Tarefas:
1. Responda, com base no trecho sobre a viagem a Kanyakumari:
(a) Quanto custou o arranjo feito pelo bureau de turismo do Kerala?
(b) De que século é o palácio Padmanabhapuram?
(c) Como estava vestido o motorista?
2. Escreva a continuação do relato da viagem a Kanyakumari a partir da última frase.

Trecho escolhido:
A viagem até Kanyakumari não aconteceu como eu imaginava. O
que eu esperava era uma viagem de ônibus no calor, quem sabe parando
para tomar chai com poeira na beira da estrada. Mas o que fiz foi viajar
no banco de trás de um carro preto tipo sedan, com janelas fechadas,
ar-condicionado e motorista de camisa branca e gravata. O arranjo do
bureau de turismo do Kerala custou cerca de 25 dólares e tinha como
desculpa uma visita ao palácio Padmanabhapuram, uma construção da
dinastia Travancore do século 16 que permite entender como viviam
os nobres hindus. Topei, menos por causa dos detalhados entalhes de
madeira e mais por causa da proximidade da fronteira com Tamil Nadu.

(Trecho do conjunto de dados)
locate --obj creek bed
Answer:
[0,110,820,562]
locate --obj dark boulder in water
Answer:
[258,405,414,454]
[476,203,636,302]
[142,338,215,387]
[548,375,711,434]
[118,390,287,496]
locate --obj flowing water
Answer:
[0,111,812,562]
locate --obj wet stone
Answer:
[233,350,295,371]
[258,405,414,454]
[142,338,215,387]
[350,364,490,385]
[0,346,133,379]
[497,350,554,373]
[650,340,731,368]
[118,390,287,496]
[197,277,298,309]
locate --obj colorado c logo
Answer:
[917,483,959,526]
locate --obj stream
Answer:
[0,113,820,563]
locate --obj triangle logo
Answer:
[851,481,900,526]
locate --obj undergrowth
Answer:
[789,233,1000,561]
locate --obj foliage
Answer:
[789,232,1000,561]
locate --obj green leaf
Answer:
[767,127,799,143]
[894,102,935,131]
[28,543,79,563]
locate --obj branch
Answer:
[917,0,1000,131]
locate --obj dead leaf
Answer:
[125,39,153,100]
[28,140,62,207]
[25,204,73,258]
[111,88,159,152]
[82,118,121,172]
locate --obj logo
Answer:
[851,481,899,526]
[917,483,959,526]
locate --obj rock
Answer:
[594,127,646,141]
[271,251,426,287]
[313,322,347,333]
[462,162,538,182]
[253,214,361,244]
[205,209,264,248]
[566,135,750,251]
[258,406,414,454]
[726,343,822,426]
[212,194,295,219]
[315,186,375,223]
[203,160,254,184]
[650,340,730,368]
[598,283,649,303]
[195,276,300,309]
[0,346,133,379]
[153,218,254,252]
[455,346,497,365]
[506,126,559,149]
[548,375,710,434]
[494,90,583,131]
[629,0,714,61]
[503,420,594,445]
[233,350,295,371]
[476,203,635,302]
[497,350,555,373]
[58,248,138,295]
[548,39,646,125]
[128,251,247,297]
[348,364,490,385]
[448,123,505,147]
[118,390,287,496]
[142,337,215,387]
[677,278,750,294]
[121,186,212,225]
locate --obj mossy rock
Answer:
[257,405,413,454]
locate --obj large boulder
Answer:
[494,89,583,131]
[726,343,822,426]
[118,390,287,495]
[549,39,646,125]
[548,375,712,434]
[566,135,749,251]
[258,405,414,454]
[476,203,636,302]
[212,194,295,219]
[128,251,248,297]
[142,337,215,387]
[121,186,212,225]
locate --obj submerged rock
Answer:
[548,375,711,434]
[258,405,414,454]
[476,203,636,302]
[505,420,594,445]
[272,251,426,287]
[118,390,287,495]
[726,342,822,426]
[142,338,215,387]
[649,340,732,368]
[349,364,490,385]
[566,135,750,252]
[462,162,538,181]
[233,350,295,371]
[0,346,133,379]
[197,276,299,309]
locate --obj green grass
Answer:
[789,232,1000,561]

...

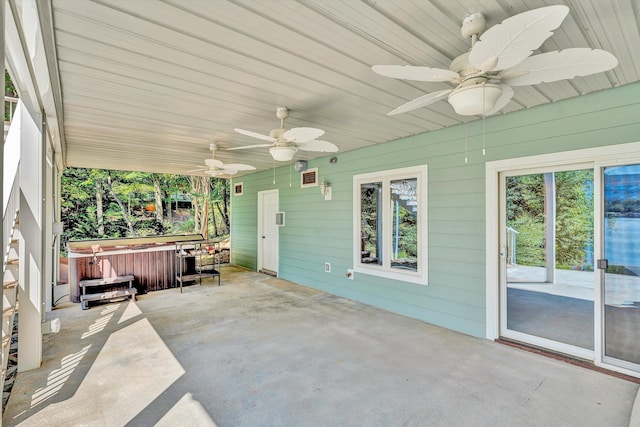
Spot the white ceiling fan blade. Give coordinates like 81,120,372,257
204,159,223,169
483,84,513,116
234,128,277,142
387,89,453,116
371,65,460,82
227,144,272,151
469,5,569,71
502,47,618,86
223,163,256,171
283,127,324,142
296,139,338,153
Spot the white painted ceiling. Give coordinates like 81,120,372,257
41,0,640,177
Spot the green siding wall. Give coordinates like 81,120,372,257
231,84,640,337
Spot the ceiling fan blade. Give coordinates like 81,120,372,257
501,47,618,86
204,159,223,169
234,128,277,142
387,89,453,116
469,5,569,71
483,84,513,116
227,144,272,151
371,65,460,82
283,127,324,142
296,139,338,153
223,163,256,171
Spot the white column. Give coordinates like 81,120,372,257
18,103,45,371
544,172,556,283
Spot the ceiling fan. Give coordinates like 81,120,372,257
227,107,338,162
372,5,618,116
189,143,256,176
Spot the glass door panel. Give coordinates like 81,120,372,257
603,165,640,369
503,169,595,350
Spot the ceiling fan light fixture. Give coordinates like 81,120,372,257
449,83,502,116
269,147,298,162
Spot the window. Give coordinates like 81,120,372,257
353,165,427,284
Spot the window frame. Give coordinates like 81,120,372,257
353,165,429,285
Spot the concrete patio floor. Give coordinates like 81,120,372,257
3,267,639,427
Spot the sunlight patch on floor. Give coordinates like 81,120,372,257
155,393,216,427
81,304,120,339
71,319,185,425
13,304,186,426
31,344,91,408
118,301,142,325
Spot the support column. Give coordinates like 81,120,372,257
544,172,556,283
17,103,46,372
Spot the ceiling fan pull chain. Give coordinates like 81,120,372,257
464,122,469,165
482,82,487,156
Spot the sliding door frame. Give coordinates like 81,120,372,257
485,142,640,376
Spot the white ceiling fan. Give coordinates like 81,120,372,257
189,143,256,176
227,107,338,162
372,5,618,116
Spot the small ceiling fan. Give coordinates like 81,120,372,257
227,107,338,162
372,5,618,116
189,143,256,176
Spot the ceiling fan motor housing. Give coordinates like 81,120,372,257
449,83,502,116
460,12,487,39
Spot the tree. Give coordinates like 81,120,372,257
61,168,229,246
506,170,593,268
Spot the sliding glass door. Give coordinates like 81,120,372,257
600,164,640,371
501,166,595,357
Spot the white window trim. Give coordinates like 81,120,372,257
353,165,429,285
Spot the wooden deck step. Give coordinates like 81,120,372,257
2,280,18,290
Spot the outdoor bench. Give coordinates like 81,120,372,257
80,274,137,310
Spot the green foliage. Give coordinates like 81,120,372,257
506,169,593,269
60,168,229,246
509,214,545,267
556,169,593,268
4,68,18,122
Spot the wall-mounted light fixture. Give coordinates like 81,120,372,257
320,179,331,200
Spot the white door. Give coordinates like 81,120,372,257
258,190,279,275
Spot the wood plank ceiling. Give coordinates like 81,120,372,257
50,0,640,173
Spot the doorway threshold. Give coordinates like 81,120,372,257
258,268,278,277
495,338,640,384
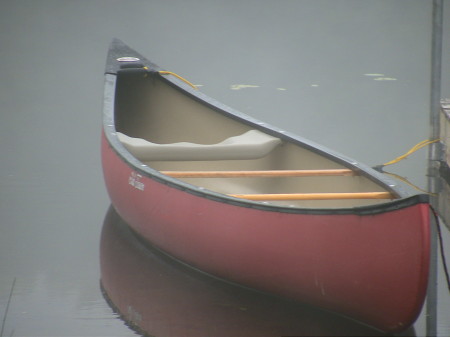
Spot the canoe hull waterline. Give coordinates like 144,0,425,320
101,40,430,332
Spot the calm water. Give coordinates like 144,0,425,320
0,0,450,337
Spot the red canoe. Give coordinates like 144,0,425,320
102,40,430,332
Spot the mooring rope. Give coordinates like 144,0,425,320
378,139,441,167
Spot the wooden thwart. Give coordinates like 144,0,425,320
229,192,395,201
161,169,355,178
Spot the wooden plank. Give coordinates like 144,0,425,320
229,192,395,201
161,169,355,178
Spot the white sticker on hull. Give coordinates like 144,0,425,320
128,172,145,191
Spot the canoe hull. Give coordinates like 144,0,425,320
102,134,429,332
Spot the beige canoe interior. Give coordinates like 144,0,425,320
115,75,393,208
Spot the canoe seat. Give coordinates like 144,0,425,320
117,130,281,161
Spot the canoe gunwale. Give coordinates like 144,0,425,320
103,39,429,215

Respostas por tarefa:
1.
(a) Cerca de 25 dólares.
(b) Do século 16.
(c) De camisa branca e gravata.

2.
Foi como aceitar uma carona muito relaxante e confortável com parada
turística no caminho. Do palácio até Kanyakumari a viagem durou duas
horas. A estrada era tomada por tuk tuks e caminhões coloridos que
buzinavam sem nenhum motivo aparente, atravessando pequenas cida-
des onde templos coloridos tinham caixas de som despejando música
na rua. Eu queria parar para ver tudo, ouvir tudo, registrar tudo. Mas
o motorista foi direto até a porta do hotel que eu tinha reservado pela
internet, escolhido pela proximidade do templo e pelo nome promissor
que sugeria vista do oceano.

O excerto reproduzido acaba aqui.